(TASKS)
A: In the passage on agrarian structure in Bangladesh, what made for lower population densities in coastal areas?
B: Continue the passage on agrarian structure in Bangladesh from the point where it ends.

(PAGE EXCERPT)
^^^^^^^^
Outside “North Bengal” the picture across Bangladesh was mixed.13 Certainly, there were common features, but other climatic conditions intruded to alter the “classic” North Indian agrarian structure. Uncertainties in coastal areas owing to levels of downstream flood water and saline tidal intrusion made for lower population densities with reduced land productivity and more single cropping. In these areas, while rents continued to be a means of exploitation, patronage through control over employment and debt also featured strongly. The monsoon-inundated North East was similar to the coastal areas, partly due to the single-cropped haor14 area that was reliant upon in-migrant seasonal sharecroppers in the dry season, but also because of outward rural-to-rural migration for agricultural work and remittances, as well as migration further afield in the flood season. Uncertain volatile cropping seasons also seemed to correlate with higher rural indebtedness.
It should also be noted that East Bengal/East Pakistan was variously disturbed by Partition. Hindu landlords, especially concentrated in the upper end of the zamindari system, deserted their estates (in the Barisal region, for example) for India, and lower-level Muslim landholders quickly moved into the social vacuum, supported by their musclemen. In other areas, where Muslims were more established as toujidars, their power remained intact even as they were soon forced to “retreat” to their khudkasht lands, adjusting their patronage to rents (rather than revenue collection), moneylending, and more direct control over agricultural employment.
In all these versions of the “quasi-feudal” story,15 class relations were barely monetised and labour hardly commoditised, in the sense that the relationship between patron and client was rarely a single-stranded transaction in a single-period game. The simple reproduction of class relations through the extraction of absolute rather than relative surplus value under static technological conditions was a complex appropriation of labour, characterised by multiple, long-standing ties across the interlocked domains of rent, labour reward, and debt. It also extended into other aspects of behavioural control – over religious observance, morals, honour, and marriage, for example. The intersection between patron and mosque was strong. Multiple-stranded intrusion into the daily life of subaltern households was normal.
^^^^^^^^
(LISTED ENTRIES)

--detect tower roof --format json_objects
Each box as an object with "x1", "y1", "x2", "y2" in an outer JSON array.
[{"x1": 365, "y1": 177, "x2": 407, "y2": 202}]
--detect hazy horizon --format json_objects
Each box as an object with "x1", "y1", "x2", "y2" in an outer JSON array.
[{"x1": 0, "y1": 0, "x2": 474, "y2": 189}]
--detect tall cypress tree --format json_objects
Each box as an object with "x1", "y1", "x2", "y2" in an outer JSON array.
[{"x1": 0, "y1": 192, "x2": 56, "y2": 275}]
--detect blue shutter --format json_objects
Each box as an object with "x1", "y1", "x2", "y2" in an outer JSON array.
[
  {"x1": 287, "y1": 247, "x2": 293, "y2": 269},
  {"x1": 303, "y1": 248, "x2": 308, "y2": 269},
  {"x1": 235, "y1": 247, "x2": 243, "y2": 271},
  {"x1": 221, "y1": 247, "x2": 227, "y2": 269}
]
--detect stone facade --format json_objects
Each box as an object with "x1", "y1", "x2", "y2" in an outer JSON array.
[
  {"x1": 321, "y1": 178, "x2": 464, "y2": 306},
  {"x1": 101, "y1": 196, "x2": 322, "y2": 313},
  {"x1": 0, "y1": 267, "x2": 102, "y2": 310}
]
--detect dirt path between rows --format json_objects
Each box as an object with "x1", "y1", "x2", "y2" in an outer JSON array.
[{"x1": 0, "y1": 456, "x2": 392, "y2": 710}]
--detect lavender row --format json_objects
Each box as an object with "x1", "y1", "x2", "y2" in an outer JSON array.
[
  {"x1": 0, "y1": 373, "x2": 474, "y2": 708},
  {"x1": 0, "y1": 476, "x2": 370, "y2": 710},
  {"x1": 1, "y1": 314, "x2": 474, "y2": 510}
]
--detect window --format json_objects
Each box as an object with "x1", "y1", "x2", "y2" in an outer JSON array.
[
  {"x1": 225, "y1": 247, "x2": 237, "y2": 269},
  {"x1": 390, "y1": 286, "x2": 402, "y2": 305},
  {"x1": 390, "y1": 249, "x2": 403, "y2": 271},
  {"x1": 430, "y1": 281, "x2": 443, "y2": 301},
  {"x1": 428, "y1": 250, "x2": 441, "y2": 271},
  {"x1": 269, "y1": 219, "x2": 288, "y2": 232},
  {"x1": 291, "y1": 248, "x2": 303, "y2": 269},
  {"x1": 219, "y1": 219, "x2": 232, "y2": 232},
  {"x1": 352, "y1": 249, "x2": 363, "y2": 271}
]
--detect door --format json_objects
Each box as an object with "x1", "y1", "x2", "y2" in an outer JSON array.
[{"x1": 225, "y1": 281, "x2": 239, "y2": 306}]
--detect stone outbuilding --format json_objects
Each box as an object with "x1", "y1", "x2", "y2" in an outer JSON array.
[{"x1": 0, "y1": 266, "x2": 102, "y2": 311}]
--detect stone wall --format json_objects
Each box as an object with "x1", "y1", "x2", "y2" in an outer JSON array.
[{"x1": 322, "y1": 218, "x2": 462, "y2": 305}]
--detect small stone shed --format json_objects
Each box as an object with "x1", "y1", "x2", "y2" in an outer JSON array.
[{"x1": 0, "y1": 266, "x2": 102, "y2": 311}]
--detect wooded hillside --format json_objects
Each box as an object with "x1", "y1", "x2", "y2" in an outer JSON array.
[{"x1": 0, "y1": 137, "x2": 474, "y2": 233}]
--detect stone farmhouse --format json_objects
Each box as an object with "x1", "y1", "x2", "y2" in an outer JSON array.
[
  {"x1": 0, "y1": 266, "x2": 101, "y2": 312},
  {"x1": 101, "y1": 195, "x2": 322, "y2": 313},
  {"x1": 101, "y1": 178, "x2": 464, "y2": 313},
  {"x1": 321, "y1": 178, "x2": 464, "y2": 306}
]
^^^^^^^^
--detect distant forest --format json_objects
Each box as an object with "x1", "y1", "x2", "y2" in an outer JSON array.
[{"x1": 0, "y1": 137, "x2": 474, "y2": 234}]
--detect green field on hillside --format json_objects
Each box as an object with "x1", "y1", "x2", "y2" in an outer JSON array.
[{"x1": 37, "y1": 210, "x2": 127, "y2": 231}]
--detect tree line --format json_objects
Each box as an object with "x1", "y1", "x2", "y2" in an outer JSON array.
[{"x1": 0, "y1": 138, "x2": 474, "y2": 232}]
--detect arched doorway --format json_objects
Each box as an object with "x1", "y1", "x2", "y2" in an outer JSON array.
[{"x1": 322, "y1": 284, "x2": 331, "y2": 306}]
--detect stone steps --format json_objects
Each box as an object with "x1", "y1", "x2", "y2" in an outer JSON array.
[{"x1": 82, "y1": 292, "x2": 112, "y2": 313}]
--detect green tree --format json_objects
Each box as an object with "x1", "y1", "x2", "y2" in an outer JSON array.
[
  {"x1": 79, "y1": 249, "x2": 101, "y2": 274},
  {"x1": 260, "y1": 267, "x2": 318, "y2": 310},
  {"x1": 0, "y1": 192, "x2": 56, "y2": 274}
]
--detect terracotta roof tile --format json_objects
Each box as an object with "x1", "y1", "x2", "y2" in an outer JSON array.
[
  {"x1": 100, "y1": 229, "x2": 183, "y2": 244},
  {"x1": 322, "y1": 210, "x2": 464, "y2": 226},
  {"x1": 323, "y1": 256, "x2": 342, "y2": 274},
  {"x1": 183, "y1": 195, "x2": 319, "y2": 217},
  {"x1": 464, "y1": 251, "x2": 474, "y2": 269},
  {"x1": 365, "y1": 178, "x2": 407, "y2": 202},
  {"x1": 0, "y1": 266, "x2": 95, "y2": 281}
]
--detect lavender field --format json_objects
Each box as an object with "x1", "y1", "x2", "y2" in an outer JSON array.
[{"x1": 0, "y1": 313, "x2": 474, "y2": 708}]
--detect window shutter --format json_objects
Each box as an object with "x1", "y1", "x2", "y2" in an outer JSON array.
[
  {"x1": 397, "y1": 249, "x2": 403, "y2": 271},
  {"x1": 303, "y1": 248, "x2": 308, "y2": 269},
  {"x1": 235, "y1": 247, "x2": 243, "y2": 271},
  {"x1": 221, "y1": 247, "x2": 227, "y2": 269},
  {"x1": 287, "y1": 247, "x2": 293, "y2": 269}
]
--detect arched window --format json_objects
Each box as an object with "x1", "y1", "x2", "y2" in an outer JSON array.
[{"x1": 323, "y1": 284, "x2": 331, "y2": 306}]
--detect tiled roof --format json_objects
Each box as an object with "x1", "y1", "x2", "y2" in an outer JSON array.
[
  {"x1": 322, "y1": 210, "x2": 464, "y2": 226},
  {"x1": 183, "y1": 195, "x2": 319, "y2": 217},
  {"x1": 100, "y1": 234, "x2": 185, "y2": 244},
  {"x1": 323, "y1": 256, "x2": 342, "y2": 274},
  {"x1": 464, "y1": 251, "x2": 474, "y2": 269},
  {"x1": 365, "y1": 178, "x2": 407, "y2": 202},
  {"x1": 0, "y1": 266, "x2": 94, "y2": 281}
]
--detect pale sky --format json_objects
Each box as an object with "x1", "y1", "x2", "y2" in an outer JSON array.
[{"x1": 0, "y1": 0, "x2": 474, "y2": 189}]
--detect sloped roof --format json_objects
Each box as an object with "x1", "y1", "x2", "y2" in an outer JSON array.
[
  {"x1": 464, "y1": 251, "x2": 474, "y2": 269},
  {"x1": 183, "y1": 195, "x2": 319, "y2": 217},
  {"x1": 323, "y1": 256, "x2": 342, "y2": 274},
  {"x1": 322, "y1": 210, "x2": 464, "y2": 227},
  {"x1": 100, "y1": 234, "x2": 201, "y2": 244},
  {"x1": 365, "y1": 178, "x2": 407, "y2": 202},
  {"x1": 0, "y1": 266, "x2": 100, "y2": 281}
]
^^^^^^^^
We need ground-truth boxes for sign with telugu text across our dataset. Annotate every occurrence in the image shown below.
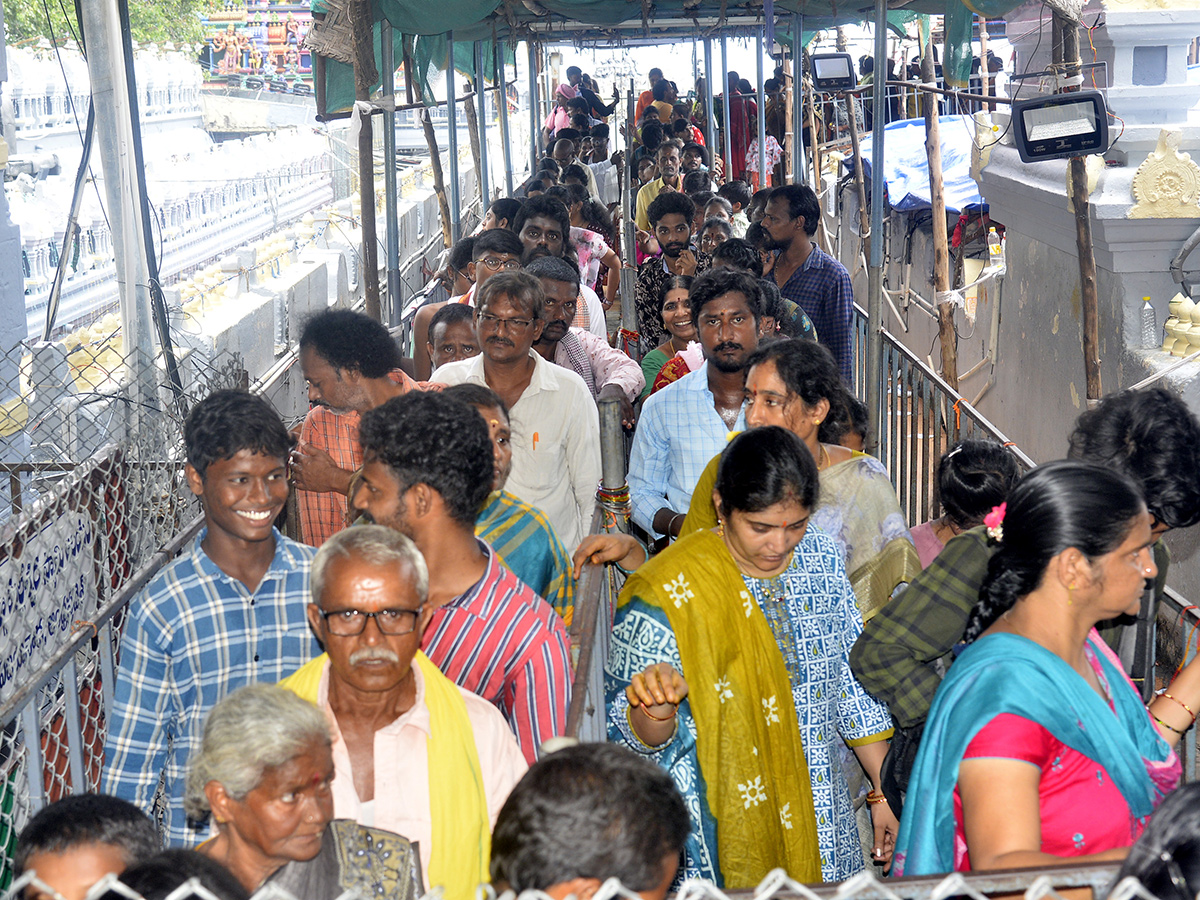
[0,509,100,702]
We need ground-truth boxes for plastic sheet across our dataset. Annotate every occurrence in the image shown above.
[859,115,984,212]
^^^^^^^^
(ANSWERS GIVEN)
A: Uncertainties owing to levels of downstream flood water and saline tidal intrusion.

B:
The principle of interlocking is key to understanding how these relationships worked. Supplicant labour was rewarded daily with food (cooked or raw) distributed by the employing household. Cash was paid seasonally at harvest times to enable purchase of essential non-food items. Other household members might also be employed for post-harvesting and domestic work, usually for food alone. But it is also important to reflect upon how households became landless and were thus compelled to enter these multi-dependency relations. They and their ancestors might have been landholders of some kind, but subsistence pressures – involving debts incurred to cope with morbidity, shelter, clothing, or shocks – required mortgaging out land, and so started the downward spiral, ending with pauperisation and clientelism for survival.16 Interlocking works in other ways too. For example, advance payments (effectively, loans) to supplicant labour in lean seasons secure their labour services for below-market rates in high demand seasons.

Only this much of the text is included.